Copy the listing below line for line, keeping every word, number, and punctuation mark unchanged.

### Listing

>> BEGIN

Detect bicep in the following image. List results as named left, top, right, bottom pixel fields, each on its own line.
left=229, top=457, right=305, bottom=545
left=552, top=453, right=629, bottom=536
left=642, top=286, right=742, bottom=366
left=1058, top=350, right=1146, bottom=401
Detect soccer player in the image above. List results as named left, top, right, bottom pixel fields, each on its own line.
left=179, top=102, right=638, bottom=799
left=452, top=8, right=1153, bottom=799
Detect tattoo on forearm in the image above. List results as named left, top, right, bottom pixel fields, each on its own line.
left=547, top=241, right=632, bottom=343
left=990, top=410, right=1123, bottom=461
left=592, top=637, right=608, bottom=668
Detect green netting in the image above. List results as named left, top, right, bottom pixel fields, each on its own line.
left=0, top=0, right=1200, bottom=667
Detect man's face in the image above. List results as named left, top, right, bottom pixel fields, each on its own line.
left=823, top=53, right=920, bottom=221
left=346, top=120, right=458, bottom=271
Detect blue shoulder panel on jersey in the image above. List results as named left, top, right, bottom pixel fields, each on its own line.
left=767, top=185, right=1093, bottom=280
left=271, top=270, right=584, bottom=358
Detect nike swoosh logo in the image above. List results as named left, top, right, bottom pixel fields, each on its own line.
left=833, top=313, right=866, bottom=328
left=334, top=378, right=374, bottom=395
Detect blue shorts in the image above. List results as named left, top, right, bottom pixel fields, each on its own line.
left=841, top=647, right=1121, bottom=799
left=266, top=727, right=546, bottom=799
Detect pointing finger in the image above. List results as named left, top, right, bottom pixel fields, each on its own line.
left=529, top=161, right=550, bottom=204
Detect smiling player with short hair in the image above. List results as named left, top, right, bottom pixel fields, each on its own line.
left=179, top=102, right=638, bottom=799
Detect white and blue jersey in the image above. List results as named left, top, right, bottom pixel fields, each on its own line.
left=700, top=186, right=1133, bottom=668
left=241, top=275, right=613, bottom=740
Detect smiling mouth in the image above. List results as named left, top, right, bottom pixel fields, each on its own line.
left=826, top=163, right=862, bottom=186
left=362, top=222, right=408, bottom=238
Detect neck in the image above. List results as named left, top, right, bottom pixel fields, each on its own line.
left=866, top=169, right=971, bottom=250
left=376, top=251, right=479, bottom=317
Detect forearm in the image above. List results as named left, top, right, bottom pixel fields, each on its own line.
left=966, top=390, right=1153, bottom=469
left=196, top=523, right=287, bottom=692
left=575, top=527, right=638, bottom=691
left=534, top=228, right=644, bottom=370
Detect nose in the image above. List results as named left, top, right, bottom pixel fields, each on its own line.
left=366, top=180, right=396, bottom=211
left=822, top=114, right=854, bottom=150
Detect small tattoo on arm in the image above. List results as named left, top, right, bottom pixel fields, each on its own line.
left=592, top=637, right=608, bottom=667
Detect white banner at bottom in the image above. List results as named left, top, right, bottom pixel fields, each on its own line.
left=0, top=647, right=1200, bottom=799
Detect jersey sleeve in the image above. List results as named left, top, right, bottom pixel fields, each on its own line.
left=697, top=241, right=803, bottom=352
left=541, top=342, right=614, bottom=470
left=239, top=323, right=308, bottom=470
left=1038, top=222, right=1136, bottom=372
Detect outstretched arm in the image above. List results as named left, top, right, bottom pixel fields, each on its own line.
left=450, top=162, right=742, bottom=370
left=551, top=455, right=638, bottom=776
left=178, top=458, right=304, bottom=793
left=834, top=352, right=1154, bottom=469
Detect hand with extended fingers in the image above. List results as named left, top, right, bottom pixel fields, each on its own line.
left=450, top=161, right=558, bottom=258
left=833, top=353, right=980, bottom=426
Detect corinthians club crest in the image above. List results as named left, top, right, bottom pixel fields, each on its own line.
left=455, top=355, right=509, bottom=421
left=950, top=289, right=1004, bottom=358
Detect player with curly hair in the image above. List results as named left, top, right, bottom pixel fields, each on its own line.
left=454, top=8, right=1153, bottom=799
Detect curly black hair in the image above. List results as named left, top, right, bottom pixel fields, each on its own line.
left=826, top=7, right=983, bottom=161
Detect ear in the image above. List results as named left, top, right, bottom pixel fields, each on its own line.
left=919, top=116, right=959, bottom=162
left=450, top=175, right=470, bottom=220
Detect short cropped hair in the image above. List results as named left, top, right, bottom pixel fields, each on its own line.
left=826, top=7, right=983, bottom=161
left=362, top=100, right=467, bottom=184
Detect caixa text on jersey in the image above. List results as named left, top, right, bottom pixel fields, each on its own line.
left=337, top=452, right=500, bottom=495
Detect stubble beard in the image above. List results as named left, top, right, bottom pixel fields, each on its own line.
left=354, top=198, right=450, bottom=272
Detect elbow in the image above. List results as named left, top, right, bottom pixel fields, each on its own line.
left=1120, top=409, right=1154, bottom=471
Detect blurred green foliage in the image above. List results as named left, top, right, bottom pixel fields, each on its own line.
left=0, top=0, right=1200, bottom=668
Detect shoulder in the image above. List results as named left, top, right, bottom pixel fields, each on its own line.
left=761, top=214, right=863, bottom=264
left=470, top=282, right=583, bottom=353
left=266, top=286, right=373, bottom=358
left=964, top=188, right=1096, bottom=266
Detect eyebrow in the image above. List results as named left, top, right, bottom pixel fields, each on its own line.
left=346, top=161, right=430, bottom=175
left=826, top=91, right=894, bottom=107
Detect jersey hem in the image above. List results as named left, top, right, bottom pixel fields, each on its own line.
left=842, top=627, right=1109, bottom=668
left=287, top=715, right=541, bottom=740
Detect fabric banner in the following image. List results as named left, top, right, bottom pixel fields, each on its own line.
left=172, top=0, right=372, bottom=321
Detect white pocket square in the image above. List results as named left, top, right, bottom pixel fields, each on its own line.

>> END

### Solution below
Detect bicep in the following image. List results as named left, top, right, bottom pixel fields, each on its own line.
left=229, top=457, right=305, bottom=545
left=552, top=453, right=629, bottom=536
left=642, top=286, right=742, bottom=366
left=1058, top=350, right=1146, bottom=401
Detect soccer player in the image above. List results as named left, top, right, bottom pixel fields, each on its own line.
left=179, top=102, right=638, bottom=799
left=452, top=8, right=1153, bottom=799
Detect tattoo on forearm in the image above. List results as named left, top, right, bottom pixel fields, each on its own line.
left=547, top=241, right=632, bottom=343
left=990, top=410, right=1123, bottom=461
left=592, top=637, right=608, bottom=668
Detect green netting in the image above. List results as named left, top, right, bottom pixel fields, each on its own line.
left=0, top=0, right=1200, bottom=667
Detect man's face in the image above. List results as named left, top, right, bottom pixel fields, each on its own line.
left=823, top=53, right=920, bottom=221
left=346, top=120, right=458, bottom=271
Detect blue shoulder panel on jersey in the image above. List results as named left, top, right, bottom pixel fields, each on its own line.
left=767, top=185, right=1093, bottom=280
left=271, top=270, right=584, bottom=358
Detect nike swoosh logo in the image above. List results as named left, top, right, bottom pixel fields, each on its own line.
left=833, top=313, right=866, bottom=328
left=334, top=378, right=374, bottom=395
Detect blue shorts in the image above. List results as named left, top, right, bottom pixel fields, each on its own line.
left=841, top=647, right=1121, bottom=799
left=266, top=727, right=546, bottom=799
Detect pointing finger in the image above. List results as named left, top, right, bottom pixel fields, each on its own line.
left=529, top=161, right=550, bottom=204
Detect smiling player with short hair in the image above. List results as named left, top, right, bottom pixel fields, each on its own line.
left=179, top=102, right=638, bottom=799
Detect white and blue jersey in the image above. List results as named left, top, right, bottom pixel fields, each on its own line.
left=700, top=186, right=1133, bottom=668
left=241, top=275, right=613, bottom=740
Detect smiling mouth in the image above. List results as named left, top, right, bottom pixel fields, each on its own line.
left=826, top=163, right=862, bottom=186
left=362, top=222, right=408, bottom=238
Detect neck in the image above. List results as named left, top, right, bottom pixel fields, each on its own line.
left=866, top=169, right=971, bottom=250
left=376, top=251, right=479, bottom=317
Detect forearm in the image above. List results as named left, top, right, bottom pixel fields, each on its own line.
left=966, top=390, right=1153, bottom=469
left=196, top=523, right=287, bottom=692
left=575, top=527, right=638, bottom=691
left=534, top=228, right=644, bottom=370
Detect nose in the image above. List results as named left, top, right, bottom pixel fields, each on its own line.
left=366, top=180, right=396, bottom=211
left=822, top=114, right=854, bottom=150
Detect small tattoo on arm in the image above. List results as named left, top, right, bottom pixel fields, each on its own line.
left=592, top=637, right=608, bottom=667
Detect white banner at bottom in the image above. List results as named left, top, right, bottom pixel fields, each on its own line.
left=0, top=647, right=1200, bottom=799
Detect jersey sleeve in the image above. List results as named left, top, right, bottom pixel fields, each on its own line.
left=697, top=241, right=803, bottom=352
left=541, top=342, right=614, bottom=470
left=239, top=323, right=308, bottom=470
left=1038, top=222, right=1136, bottom=372
Detect outstretched arm in the image above. List results as named left, top, right, bottom pixel fields, each on its own line.
left=450, top=162, right=742, bottom=370
left=551, top=455, right=638, bottom=776
left=178, top=458, right=304, bottom=793
left=834, top=352, right=1154, bottom=469
Detect hand with extended fingers in the image above. List results as named left, top, right, bottom pixel fields, each on its own line.
left=450, top=161, right=558, bottom=258
left=833, top=353, right=980, bottom=426
Detect corinthians club crest in the image above. List results as named left, top, right, bottom pixel fields, each on its own line.
left=455, top=355, right=509, bottom=421
left=950, top=289, right=1004, bottom=358
Detect player with curly hair in the image above. List results as named left, top, right, bottom pixel fields, each on its own line.
left=454, top=8, right=1153, bottom=799
Detect curly black hair in the image above. List results as named left, top, right, bottom pixel fields, each on its own line.
left=826, top=7, right=983, bottom=161
Detect ear in the image above. List results as named left, top, right, bottom pixel fields, each on its own line.
left=919, top=116, right=959, bottom=162
left=450, top=175, right=470, bottom=220
Detect short cropped hair in the image above. List results as named left, top, right, bottom pixel fields, each on its own line.
left=826, top=7, right=983, bottom=161
left=362, top=100, right=467, bottom=184
Detect caixa text on jersey in the image above. List results as named left, top, right, bottom pixel fields, each on its own line.
left=337, top=452, right=500, bottom=495
Detect stubble beard in the image above. List results as named left, top, right, bottom pixel fields, each on its own line.
left=354, top=198, right=450, bottom=272
Detect elbow in the image above. List results as named left, top, right, bottom pixel fields, each on its own line.
left=1120, top=409, right=1154, bottom=471
Detect blurred green foliage in the image above. List results as named left, top, right, bottom pixel fields, each on its own line.
left=0, top=0, right=1200, bottom=668
Detect shoulder in the image above. List results as named left, top, right, bottom pixel fields, each on its own line.
left=761, top=214, right=863, bottom=264
left=470, top=282, right=583, bottom=353
left=266, top=286, right=373, bottom=358
left=964, top=188, right=1096, bottom=266
Detect eyebrow in the image above. List results as named left, top, right, bottom pixel fields, each on its own line.
left=346, top=161, right=430, bottom=175
left=826, top=91, right=894, bottom=107
Detect jersey hem in the image above. List results as named left, top, right, bottom pixel fields, each on its own line.
left=842, top=627, right=1109, bottom=668
left=287, top=715, right=541, bottom=740
Detect fabric banner in the following image. List results as named left, top, right, bottom pixel fields, each on its own line.
left=172, top=0, right=372, bottom=321
Detect white pocket square in the image above. List results as named left, top, right, bottom pixel fields, each on its own line.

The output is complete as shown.